Segment Start: Document excerpt

The Number One activity we can all do for our pets, in case they should outlive us BUT also for today, is to work to reduce the tragedy of pet overpopulation. In PA where I live, the holding period for a stray dog, when euthanasia is legal, is only 48 hours; for all cats (stray and owner surrender) is Zero hours. All cats can be killed on arrival.

If there were fewer pets, each pet would have more "value"; currently there are too many for each to have a good, natural life.

I beg you to not donate to any organization if you have unspayed~unneutered pets in your care. Instead spend your money fixing those pets. Then donate to local, ALL volunteer spay/neuter organizations. That way you know your money will do good, immediately, to reduce the suffering by reducing the overpopulation in your community. We cannot build shelters or find homes for pets as fast as pets can breed.

Segment End: Document excerpt

§ Required tasks
a - Write out the part of the pet overpopulation passage that opens with the words containing "The Number One" and closes with "killed on arrival.".
b - Answer these questions using the pet overpopulation passage:
(i) In PA, what is the holding period for a stray dog when euthanasia is legal?
(ii) What should people with unspayed or unneutered pets spend their money on instead of donating?
(iii) What kind of spay/neuter organizations does the passage say to donate to?
c - List every action the pet overpopulation passage urges readers to take.
The stored data entries are separate material and not part of the pet overpopulation passage.

Segment Start: Information provided

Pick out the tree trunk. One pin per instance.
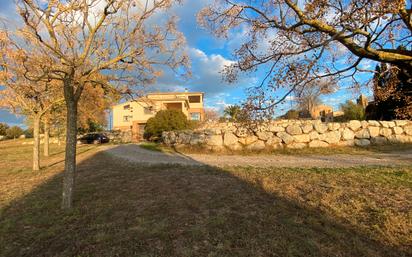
(71, 140)
(46, 138)
(36, 144)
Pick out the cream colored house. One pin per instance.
(133, 115)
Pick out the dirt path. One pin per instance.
(135, 154)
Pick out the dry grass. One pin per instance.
(129, 210)
(287, 151)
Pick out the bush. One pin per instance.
(14, 132)
(3, 129)
(352, 111)
(167, 120)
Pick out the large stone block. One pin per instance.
(374, 123)
(235, 147)
(408, 130)
(304, 138)
(183, 138)
(229, 139)
(214, 140)
(314, 135)
(242, 132)
(286, 138)
(276, 146)
(296, 145)
(397, 130)
(374, 131)
(362, 142)
(403, 139)
(386, 132)
(256, 146)
(379, 140)
(248, 140)
(354, 125)
(306, 128)
(294, 130)
(318, 143)
(333, 126)
(346, 143)
(264, 135)
(401, 123)
(364, 124)
(276, 128)
(320, 127)
(363, 133)
(273, 141)
(197, 139)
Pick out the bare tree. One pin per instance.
(33, 99)
(308, 97)
(82, 38)
(211, 114)
(300, 42)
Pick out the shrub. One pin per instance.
(3, 129)
(14, 132)
(352, 111)
(166, 120)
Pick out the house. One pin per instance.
(133, 115)
(323, 112)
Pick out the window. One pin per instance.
(127, 118)
(148, 110)
(195, 116)
(194, 99)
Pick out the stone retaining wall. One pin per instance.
(292, 134)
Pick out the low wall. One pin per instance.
(291, 134)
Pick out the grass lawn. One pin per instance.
(286, 151)
(129, 210)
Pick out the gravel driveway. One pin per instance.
(135, 154)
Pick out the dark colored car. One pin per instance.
(94, 138)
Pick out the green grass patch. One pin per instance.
(125, 209)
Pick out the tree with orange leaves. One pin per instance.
(300, 43)
(81, 38)
(34, 99)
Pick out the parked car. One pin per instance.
(94, 138)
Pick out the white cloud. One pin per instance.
(206, 76)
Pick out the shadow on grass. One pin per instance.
(125, 209)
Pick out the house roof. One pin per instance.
(152, 101)
(175, 93)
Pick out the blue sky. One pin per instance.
(208, 55)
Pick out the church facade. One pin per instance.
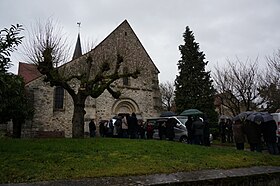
(54, 106)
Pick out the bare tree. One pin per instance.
(167, 95)
(270, 83)
(237, 85)
(81, 79)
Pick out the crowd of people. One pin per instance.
(198, 130)
(125, 126)
(258, 134)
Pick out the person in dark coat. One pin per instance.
(188, 125)
(162, 129)
(132, 126)
(92, 128)
(197, 127)
(238, 134)
(229, 133)
(170, 133)
(102, 130)
(206, 132)
(222, 129)
(269, 134)
(253, 133)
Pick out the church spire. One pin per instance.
(78, 48)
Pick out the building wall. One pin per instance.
(140, 96)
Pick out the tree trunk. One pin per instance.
(78, 117)
(17, 123)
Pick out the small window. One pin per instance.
(58, 98)
(125, 79)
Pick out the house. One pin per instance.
(54, 106)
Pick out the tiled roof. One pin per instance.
(29, 72)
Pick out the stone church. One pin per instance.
(54, 106)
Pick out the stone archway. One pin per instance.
(123, 106)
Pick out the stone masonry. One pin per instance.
(141, 95)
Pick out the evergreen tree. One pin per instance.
(14, 103)
(193, 85)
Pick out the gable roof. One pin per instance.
(125, 23)
(28, 71)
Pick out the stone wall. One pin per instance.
(139, 96)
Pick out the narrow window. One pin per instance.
(58, 98)
(125, 79)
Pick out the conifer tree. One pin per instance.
(193, 85)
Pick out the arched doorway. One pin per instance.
(125, 106)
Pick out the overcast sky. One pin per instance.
(224, 29)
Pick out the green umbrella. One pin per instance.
(191, 112)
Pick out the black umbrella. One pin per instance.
(167, 114)
(242, 116)
(260, 117)
(191, 112)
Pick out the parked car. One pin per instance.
(180, 129)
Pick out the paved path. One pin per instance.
(160, 179)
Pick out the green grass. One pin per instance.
(29, 160)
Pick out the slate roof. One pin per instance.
(28, 71)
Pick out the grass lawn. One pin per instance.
(29, 160)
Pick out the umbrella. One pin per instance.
(242, 116)
(167, 114)
(225, 117)
(191, 112)
(260, 117)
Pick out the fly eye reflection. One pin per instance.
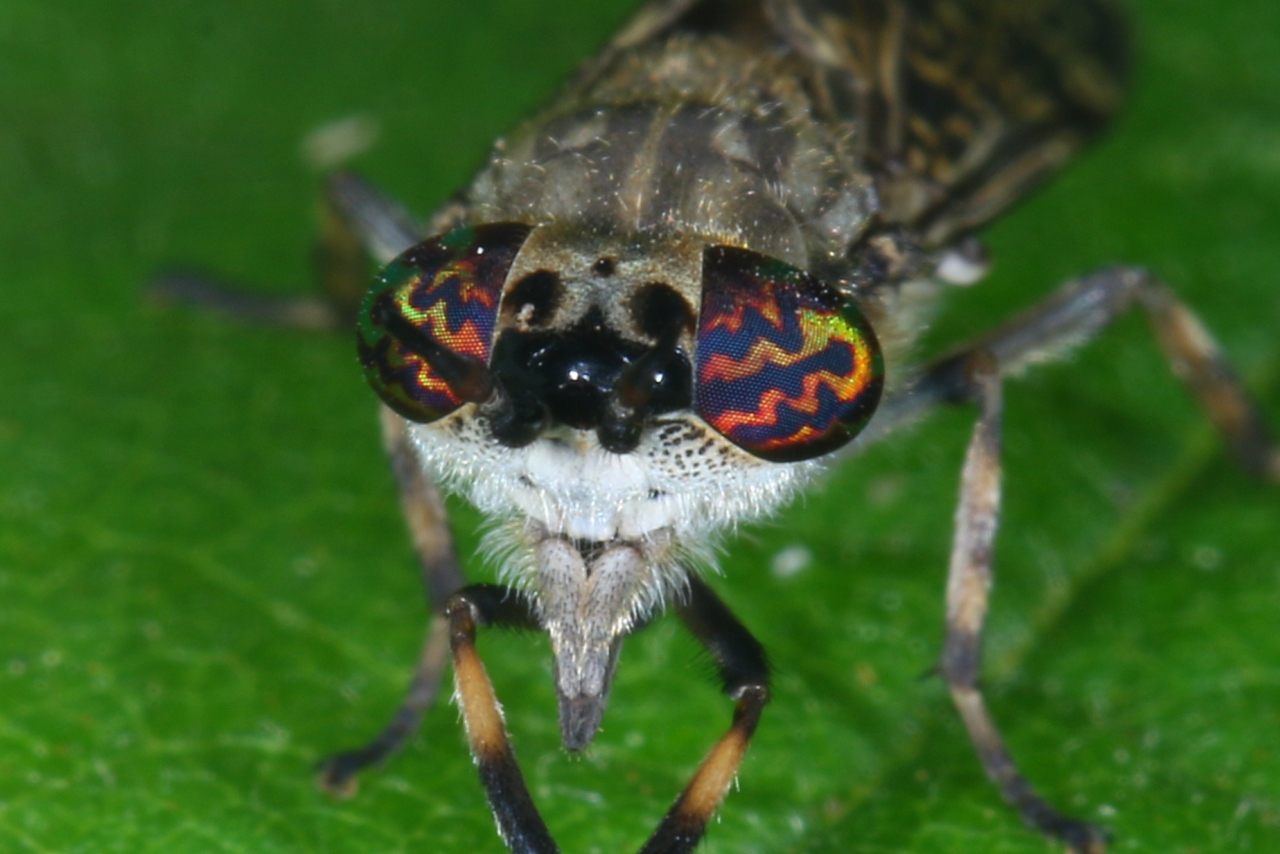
(426, 327)
(786, 368)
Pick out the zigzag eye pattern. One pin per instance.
(426, 327)
(786, 368)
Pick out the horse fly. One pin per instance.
(670, 297)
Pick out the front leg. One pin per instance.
(743, 670)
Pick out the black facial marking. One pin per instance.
(540, 290)
(659, 311)
(589, 378)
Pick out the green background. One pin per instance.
(204, 579)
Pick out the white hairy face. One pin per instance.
(680, 487)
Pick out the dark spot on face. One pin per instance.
(540, 290)
(659, 311)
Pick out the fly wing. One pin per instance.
(960, 106)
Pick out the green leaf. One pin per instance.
(204, 580)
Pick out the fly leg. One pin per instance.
(357, 224)
(968, 593)
(743, 668)
(442, 576)
(744, 674)
(974, 374)
(1077, 313)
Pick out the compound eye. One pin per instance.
(786, 368)
(426, 327)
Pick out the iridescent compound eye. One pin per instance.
(786, 368)
(426, 327)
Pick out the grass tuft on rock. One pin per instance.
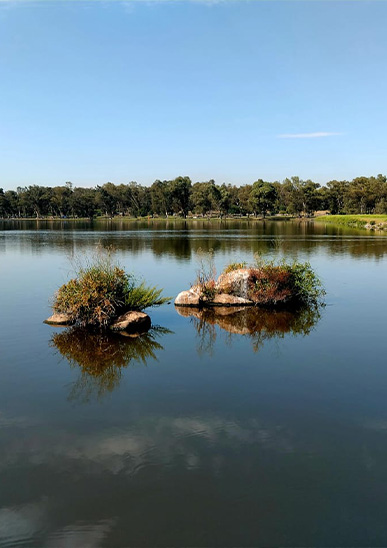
(101, 291)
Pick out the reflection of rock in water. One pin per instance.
(256, 323)
(101, 357)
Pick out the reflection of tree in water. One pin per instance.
(101, 356)
(181, 239)
(257, 324)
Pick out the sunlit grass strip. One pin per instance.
(353, 221)
(101, 291)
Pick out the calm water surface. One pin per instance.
(239, 431)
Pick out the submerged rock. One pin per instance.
(192, 297)
(132, 322)
(224, 299)
(59, 319)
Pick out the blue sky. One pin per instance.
(116, 91)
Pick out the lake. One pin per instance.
(256, 431)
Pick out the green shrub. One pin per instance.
(234, 266)
(270, 283)
(101, 291)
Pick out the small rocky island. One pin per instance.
(103, 296)
(267, 285)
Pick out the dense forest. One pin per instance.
(182, 197)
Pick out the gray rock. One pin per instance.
(188, 298)
(235, 282)
(132, 322)
(224, 299)
(58, 319)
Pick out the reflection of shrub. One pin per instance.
(101, 356)
(259, 325)
(94, 351)
(101, 291)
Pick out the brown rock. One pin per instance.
(133, 322)
(188, 298)
(224, 299)
(59, 319)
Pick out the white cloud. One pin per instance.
(314, 135)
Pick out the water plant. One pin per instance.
(102, 290)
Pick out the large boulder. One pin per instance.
(192, 297)
(132, 322)
(234, 282)
(59, 319)
(224, 299)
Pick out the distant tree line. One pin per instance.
(181, 197)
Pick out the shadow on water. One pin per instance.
(101, 358)
(258, 324)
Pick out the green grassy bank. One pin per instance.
(356, 221)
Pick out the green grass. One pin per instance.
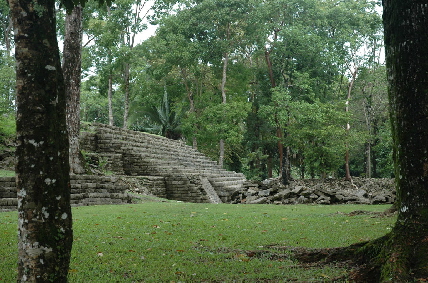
(6, 173)
(185, 242)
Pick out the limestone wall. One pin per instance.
(131, 153)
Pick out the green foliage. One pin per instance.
(161, 119)
(296, 100)
(170, 241)
(7, 84)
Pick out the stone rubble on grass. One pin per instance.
(329, 191)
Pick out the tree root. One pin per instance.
(386, 259)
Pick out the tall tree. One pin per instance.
(43, 182)
(72, 57)
(402, 254)
(406, 39)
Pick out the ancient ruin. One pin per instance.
(125, 161)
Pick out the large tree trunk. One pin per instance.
(43, 182)
(402, 254)
(72, 72)
(406, 41)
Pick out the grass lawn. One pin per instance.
(6, 173)
(186, 242)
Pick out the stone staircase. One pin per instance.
(189, 175)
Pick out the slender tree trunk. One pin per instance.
(72, 73)
(224, 101)
(7, 35)
(368, 160)
(110, 100)
(191, 103)
(43, 181)
(126, 102)
(348, 126)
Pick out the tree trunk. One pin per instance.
(406, 41)
(191, 104)
(110, 100)
(402, 255)
(72, 73)
(42, 169)
(126, 102)
(224, 101)
(348, 126)
(7, 35)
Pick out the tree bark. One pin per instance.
(348, 126)
(126, 73)
(110, 99)
(402, 255)
(224, 101)
(406, 41)
(72, 73)
(42, 170)
(191, 103)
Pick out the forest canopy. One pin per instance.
(268, 87)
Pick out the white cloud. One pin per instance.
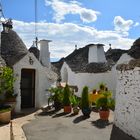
(136, 24)
(122, 25)
(62, 9)
(65, 36)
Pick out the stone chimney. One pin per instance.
(44, 53)
(96, 53)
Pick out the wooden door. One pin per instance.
(27, 88)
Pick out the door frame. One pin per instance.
(33, 72)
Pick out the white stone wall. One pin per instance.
(125, 58)
(41, 82)
(127, 111)
(91, 80)
(44, 56)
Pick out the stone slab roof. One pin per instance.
(78, 60)
(35, 51)
(12, 48)
(131, 65)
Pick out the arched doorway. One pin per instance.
(27, 88)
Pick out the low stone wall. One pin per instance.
(127, 111)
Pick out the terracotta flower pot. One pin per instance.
(67, 109)
(75, 110)
(104, 115)
(86, 112)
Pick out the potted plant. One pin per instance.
(66, 99)
(75, 104)
(85, 104)
(104, 104)
(5, 113)
(56, 97)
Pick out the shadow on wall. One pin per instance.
(118, 134)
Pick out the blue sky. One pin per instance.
(70, 22)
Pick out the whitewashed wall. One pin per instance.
(125, 58)
(41, 82)
(127, 111)
(91, 80)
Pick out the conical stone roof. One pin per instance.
(33, 49)
(12, 47)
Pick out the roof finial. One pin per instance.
(110, 46)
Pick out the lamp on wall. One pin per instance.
(31, 61)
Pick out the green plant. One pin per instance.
(75, 100)
(56, 94)
(85, 99)
(67, 94)
(105, 102)
(6, 81)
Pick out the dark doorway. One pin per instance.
(27, 88)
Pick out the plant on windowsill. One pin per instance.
(104, 104)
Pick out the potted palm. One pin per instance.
(75, 104)
(104, 104)
(85, 104)
(66, 99)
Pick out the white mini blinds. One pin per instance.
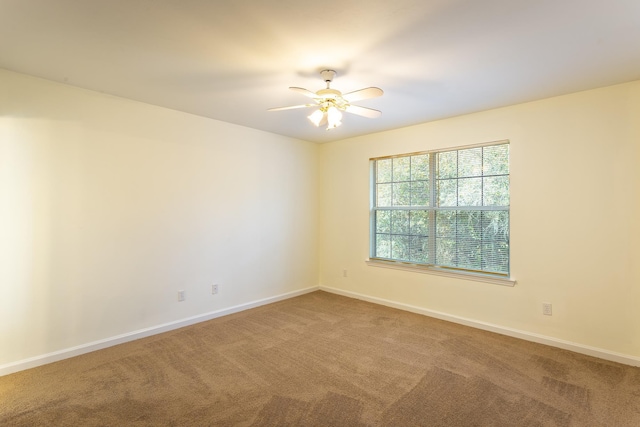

Segment End: Information provided

§ Task results
a -
The Number One activity we can all do for our pets, in case they should outlive us BUT also for today, is to work to reduce the tragedy of pet overpopulation. In PA where I live, the holding period for a stray dog, when euthanasia is legal, is only 48 hours; for all cats (stray and owner surrender) is Zero hours. All cats can be killed on arrival.

b -
(i) 48 hours.
(ii) Fixing those pets.
(iii) Local, all-volunteer spay/neuter organizations.

c -
- Work to reduce pet overpopulation.
- Don't donate to any organization while you have unspayed or unneutered pets in your care.
- Spend your money fixing those pets.
- Then donate to local, all-volunteer spay/neuter organizations.